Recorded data
******************************

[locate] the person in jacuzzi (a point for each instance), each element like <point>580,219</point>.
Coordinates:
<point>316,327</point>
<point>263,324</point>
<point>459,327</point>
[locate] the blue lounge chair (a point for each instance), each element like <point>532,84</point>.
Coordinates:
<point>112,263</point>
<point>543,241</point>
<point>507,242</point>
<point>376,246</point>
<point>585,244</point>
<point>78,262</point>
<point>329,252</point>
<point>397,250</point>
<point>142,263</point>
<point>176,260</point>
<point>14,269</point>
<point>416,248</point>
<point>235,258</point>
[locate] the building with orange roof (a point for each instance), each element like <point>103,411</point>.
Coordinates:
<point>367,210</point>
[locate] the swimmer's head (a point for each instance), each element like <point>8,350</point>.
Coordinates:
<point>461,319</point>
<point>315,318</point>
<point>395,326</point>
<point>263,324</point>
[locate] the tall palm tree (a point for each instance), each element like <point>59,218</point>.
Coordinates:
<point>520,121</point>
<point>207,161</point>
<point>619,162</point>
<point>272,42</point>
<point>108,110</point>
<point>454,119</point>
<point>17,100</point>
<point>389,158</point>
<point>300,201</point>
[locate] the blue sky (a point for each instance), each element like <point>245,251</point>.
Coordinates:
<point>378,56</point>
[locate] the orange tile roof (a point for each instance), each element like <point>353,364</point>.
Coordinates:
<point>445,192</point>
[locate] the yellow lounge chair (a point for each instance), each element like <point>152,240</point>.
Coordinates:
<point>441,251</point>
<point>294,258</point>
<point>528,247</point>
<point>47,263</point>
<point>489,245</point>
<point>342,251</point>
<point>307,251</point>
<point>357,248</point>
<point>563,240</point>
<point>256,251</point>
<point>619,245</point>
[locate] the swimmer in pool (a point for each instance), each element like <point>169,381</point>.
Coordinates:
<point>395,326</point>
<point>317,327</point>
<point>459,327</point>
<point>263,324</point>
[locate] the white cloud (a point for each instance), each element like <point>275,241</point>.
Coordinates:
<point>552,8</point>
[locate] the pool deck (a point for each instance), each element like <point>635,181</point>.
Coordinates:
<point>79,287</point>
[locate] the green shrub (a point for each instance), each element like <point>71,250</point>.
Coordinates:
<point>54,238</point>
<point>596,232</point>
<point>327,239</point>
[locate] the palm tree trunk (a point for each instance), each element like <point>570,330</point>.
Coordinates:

******************************

**ACTIVITY:**
Return each entry exactly. Leave none out.

**TASK RESPONSE:**
[locate] the person in jacuzzi (a point for each instance), each element like <point>580,219</point>.
Coordinates:
<point>316,327</point>
<point>263,324</point>
<point>459,327</point>
[locate] the blue lounge chair (a point for each instance), each element like <point>532,84</point>.
Coordinates:
<point>112,263</point>
<point>543,241</point>
<point>507,242</point>
<point>376,246</point>
<point>585,244</point>
<point>78,262</point>
<point>329,252</point>
<point>397,250</point>
<point>142,263</point>
<point>176,260</point>
<point>14,269</point>
<point>416,248</point>
<point>235,258</point>
[locate] the building with orange roof (a point for each instance), each element like <point>103,411</point>.
Coordinates:
<point>367,210</point>
[locate] the swimmer's head (a point for each instance), each element like <point>8,350</point>.
Coordinates:
<point>461,319</point>
<point>315,318</point>
<point>395,326</point>
<point>263,324</point>
[locate] the tall palm tree (a point for each instance), each element like <point>59,218</point>.
Coordinates:
<point>520,121</point>
<point>207,161</point>
<point>619,162</point>
<point>272,42</point>
<point>108,110</point>
<point>454,119</point>
<point>17,100</point>
<point>389,158</point>
<point>300,201</point>
[locate] the blue sky (a point for each instance), each element like <point>245,251</point>.
Coordinates:
<point>378,56</point>
[locate] the orange tile roof (a point for each instance), each element like <point>353,364</point>.
Coordinates:
<point>445,192</point>
[locate] the yellow lounge chair (a point for each instance), each element like <point>152,240</point>.
Coordinates:
<point>441,251</point>
<point>294,258</point>
<point>528,247</point>
<point>47,263</point>
<point>489,245</point>
<point>342,251</point>
<point>307,251</point>
<point>357,248</point>
<point>563,240</point>
<point>256,251</point>
<point>619,245</point>
[locate] the swimmer in pool (a point for each instance), each element like <point>169,381</point>.
Coordinates:
<point>395,326</point>
<point>317,327</point>
<point>459,327</point>
<point>263,324</point>
[locate] the white cloud (a point for each instance), each element like <point>275,241</point>.
Coordinates:
<point>552,8</point>
[locate] the pool deck (a point for each instance), each element like <point>635,181</point>.
Coordinates:
<point>79,287</point>
[locate] the green shrub (a point for each instance), each element like <point>71,250</point>.
Coordinates:
<point>54,238</point>
<point>596,232</point>
<point>327,239</point>
[locate] the palm tree trunk (a point for each instance), each element like <point>570,330</point>.
Coordinates:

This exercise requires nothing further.